* **WHAT IS EXPECTED**
Reproduce the data below with each occurrence of "single dot" changed to "single point" and everything else unchanged.
□ □ □ □ □
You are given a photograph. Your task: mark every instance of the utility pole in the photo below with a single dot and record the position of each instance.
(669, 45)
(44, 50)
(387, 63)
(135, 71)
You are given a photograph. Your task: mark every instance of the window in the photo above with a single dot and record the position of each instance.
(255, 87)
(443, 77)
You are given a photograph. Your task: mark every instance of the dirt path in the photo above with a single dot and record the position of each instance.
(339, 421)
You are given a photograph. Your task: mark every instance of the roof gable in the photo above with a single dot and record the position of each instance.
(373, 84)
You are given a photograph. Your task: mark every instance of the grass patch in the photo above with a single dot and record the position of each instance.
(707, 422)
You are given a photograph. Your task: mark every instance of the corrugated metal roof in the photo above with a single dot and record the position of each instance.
□ □ □ □ □
* **THE COMPLETED TASK**
You are given a photograph. Your task: mark every instance of the utility pole in the photo below with a single point and record the position of each instance.
(669, 45)
(44, 50)
(387, 63)
(135, 71)
You are given a photograph. Your task: mark every instance of the window in the photo above with a single point and record the position of each instance.
(255, 87)
(443, 77)
You are given a photograph. Your task: mark every instance of the dirt path in the photo above with a single point and record the position of each instance.
(339, 421)
You are given a photograph. Your task: mark every instance of the roof gable in the photo above with a single point and record the position of each instance.
(373, 84)
You are given a photograph. Your task: mark every instance of the grass patch in the photo above with a single point and record the position of each instance.
(707, 422)
You are given a photograph. Your task: mark every instance of the corrugated metal roof in the photo above with a single point and record the position of each instance.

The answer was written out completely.